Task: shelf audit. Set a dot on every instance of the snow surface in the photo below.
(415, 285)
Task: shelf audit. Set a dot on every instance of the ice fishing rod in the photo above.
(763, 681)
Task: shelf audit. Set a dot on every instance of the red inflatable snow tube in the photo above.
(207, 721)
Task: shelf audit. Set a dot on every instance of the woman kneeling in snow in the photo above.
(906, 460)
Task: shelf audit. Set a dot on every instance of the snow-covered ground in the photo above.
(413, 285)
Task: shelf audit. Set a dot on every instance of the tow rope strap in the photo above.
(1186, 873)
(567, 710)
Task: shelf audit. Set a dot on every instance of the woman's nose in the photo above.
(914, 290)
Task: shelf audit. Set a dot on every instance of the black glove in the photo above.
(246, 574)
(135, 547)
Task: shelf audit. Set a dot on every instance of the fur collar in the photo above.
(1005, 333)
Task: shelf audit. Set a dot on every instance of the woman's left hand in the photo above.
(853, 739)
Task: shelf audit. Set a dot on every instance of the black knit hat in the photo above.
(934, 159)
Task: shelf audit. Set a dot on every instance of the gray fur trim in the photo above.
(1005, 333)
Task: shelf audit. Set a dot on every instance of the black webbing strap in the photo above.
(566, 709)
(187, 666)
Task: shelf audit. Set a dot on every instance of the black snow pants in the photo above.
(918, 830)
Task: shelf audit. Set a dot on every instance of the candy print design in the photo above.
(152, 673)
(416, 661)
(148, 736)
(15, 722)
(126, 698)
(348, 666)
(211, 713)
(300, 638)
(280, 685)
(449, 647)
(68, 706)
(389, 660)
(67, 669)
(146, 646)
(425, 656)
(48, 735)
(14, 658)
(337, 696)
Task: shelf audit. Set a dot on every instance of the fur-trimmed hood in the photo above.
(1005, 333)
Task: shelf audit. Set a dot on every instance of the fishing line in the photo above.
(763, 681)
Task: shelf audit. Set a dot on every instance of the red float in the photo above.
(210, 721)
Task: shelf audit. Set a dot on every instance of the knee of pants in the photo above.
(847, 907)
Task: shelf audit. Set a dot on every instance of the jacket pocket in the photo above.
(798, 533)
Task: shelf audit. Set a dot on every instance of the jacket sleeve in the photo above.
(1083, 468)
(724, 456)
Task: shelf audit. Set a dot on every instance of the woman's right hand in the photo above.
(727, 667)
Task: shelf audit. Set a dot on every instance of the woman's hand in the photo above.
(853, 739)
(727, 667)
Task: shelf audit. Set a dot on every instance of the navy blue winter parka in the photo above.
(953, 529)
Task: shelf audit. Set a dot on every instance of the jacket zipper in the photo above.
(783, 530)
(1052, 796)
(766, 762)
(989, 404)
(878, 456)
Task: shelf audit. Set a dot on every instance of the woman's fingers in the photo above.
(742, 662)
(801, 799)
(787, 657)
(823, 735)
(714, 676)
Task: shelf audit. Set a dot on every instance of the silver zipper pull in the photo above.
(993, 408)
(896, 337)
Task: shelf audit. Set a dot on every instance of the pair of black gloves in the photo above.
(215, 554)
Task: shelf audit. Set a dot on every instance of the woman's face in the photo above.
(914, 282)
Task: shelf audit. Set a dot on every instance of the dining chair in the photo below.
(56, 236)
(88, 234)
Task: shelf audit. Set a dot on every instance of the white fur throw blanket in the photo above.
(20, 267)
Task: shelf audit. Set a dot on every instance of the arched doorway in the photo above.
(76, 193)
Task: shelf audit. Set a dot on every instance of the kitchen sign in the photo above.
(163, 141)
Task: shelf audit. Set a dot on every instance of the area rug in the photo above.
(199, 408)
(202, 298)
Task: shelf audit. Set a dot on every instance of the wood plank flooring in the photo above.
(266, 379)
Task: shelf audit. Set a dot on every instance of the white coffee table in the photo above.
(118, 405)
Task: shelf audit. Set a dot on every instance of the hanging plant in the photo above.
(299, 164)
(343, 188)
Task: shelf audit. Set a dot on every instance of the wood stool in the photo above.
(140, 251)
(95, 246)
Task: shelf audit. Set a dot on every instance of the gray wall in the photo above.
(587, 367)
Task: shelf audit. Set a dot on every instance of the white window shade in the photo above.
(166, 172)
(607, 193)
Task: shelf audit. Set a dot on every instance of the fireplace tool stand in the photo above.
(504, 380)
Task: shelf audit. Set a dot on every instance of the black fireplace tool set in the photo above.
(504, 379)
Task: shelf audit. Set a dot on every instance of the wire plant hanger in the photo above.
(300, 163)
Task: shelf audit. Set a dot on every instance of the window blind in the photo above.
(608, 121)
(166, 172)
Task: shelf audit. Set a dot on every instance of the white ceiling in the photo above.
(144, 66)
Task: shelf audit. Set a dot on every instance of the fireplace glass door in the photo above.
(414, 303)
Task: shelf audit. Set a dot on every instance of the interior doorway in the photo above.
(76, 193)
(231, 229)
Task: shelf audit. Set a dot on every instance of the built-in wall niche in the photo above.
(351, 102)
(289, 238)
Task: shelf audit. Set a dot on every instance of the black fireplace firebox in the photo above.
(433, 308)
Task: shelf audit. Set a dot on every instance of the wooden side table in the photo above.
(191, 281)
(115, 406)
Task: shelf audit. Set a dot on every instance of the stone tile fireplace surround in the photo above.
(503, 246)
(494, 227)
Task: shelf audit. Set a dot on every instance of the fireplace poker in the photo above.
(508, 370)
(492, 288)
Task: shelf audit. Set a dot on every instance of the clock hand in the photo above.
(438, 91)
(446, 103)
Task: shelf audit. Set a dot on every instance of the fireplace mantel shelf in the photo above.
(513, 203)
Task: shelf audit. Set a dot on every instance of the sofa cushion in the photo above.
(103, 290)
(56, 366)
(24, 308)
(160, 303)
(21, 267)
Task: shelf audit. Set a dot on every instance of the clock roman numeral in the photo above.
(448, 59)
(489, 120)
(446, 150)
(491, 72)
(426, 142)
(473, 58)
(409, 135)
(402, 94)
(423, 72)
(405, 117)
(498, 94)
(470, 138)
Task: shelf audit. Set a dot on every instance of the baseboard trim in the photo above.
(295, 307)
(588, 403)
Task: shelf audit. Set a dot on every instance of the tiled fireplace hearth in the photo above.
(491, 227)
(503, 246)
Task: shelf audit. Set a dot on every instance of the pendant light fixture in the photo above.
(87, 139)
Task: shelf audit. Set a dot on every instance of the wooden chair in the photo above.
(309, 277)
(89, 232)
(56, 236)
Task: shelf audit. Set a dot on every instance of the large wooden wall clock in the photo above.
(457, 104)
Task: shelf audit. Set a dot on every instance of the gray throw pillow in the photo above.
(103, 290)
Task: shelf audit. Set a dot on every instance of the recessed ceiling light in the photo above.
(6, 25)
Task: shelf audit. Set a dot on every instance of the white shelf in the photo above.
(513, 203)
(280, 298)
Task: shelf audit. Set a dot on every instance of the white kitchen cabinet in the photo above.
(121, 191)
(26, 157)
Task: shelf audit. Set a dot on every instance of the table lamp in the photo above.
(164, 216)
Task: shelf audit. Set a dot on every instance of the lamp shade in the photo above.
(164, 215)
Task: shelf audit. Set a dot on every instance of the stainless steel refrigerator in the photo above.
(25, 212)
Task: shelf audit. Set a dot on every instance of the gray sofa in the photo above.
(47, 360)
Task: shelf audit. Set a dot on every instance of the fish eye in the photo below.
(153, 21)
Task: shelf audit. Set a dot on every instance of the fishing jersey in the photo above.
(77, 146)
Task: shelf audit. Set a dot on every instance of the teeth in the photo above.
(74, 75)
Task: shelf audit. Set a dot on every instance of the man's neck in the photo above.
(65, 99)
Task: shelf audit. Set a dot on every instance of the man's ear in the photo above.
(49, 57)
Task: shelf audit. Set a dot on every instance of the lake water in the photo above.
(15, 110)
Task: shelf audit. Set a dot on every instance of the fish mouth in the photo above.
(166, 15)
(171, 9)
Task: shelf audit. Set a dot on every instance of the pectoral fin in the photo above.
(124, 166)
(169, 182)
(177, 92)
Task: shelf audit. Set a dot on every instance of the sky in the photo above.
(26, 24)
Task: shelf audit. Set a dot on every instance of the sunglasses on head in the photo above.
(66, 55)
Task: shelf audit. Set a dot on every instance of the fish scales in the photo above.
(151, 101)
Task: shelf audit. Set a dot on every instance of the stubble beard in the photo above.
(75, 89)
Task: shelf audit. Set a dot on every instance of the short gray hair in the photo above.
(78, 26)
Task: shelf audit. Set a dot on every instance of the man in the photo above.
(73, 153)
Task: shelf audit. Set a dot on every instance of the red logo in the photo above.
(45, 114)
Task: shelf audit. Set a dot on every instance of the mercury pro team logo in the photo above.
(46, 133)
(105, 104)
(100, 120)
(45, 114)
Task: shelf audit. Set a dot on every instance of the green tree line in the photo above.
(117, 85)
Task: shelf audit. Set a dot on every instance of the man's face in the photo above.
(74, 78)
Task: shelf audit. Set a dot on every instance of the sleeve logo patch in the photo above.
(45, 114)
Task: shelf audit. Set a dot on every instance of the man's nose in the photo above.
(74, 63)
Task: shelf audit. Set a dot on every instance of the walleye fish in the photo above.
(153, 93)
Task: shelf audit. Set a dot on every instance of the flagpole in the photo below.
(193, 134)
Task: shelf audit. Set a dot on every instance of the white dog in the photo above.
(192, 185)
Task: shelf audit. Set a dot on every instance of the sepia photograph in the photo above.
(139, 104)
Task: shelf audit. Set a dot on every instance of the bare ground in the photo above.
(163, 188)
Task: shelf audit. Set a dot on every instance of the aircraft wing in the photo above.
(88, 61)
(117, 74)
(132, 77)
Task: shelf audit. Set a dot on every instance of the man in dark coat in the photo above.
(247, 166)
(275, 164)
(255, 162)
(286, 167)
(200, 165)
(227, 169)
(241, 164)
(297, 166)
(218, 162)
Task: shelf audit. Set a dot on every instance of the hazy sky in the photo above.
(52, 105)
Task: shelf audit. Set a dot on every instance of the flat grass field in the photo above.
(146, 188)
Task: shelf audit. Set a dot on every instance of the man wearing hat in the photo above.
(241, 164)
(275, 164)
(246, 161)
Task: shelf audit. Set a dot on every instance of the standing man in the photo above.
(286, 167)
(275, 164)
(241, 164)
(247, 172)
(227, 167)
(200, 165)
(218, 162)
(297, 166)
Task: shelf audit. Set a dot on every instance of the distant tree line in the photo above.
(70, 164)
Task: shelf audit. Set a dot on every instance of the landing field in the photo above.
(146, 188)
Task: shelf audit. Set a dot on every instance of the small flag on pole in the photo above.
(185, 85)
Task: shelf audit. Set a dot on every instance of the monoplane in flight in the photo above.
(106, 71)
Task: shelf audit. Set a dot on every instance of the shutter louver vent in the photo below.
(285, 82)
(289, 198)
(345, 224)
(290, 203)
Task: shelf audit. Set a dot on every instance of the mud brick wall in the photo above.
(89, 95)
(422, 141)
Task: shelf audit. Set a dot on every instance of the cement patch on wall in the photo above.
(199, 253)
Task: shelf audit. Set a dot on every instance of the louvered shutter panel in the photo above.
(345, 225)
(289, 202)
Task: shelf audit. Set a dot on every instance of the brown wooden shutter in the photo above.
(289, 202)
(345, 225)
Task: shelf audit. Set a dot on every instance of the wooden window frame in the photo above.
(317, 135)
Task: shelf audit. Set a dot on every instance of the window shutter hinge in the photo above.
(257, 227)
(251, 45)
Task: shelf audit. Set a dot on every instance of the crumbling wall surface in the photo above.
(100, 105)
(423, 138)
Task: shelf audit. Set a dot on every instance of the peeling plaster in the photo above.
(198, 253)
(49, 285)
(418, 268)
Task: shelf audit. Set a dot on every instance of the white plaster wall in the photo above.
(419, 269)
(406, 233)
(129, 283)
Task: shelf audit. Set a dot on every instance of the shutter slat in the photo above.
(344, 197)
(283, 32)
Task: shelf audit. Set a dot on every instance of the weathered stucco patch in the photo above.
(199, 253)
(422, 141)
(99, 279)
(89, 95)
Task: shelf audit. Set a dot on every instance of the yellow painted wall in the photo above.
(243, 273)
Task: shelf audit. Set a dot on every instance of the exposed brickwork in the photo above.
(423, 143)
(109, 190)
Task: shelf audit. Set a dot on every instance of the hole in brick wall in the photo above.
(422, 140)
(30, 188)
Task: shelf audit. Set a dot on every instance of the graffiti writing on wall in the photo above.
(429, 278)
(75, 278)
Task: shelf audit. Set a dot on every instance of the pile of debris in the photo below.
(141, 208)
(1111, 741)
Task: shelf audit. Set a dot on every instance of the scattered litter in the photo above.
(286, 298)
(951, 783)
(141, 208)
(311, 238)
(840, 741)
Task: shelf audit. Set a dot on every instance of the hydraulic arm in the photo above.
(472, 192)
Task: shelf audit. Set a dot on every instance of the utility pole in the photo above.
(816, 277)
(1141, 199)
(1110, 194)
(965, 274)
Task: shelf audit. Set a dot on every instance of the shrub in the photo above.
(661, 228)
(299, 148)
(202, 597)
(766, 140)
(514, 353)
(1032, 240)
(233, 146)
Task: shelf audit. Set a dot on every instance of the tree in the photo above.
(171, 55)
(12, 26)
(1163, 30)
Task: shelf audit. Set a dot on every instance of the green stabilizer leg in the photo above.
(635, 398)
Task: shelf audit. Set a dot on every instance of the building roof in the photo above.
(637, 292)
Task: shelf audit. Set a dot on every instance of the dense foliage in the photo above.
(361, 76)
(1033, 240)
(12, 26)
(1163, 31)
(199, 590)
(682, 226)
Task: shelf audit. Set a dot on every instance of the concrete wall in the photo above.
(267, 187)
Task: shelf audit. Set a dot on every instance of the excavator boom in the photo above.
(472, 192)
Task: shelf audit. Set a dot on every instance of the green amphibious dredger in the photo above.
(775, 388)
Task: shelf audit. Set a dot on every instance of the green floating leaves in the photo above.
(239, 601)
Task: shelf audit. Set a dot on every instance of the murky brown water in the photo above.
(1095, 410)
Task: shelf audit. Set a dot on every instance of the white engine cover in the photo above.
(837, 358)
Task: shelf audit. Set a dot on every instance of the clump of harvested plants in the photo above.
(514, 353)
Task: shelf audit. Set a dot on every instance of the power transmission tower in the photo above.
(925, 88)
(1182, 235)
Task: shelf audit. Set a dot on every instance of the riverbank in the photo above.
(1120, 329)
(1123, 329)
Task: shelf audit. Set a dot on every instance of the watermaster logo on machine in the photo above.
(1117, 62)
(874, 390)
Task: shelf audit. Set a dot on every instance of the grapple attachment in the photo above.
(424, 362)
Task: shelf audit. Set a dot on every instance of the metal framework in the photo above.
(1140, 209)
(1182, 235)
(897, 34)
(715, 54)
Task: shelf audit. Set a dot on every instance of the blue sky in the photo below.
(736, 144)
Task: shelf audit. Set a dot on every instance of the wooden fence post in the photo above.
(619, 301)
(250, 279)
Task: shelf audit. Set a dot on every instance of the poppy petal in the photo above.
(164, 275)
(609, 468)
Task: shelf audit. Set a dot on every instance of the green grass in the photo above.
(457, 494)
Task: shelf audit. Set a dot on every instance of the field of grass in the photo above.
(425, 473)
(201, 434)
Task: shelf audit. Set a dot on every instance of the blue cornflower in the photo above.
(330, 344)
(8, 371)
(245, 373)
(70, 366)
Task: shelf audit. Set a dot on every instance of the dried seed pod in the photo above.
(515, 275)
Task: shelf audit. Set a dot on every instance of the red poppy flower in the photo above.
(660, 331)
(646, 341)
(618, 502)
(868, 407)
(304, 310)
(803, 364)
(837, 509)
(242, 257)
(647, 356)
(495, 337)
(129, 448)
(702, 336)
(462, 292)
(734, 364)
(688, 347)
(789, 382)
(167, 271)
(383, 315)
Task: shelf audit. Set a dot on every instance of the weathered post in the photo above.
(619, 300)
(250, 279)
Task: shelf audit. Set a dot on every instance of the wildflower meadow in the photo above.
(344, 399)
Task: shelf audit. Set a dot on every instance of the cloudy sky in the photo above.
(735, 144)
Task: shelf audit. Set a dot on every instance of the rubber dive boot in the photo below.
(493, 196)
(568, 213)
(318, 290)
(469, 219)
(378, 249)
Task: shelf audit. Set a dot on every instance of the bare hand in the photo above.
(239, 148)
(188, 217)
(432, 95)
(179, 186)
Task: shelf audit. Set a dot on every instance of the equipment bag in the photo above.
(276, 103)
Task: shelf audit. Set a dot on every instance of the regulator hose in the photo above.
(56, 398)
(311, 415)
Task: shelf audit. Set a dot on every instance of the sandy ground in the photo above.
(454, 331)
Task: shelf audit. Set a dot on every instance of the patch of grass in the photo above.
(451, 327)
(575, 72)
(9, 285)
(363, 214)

══════════

● Given request: Copy out the rows from the one containing "patch of grass in the photo above." through the last of the rows, keeping the request line, and raise every coordinate in the points by 97.

● Written reply:
Task: shelf audit. Set a dot on every instance of the patch of grass in the photo above.
(548, 424)
(672, 169)
(106, 382)
(460, 311)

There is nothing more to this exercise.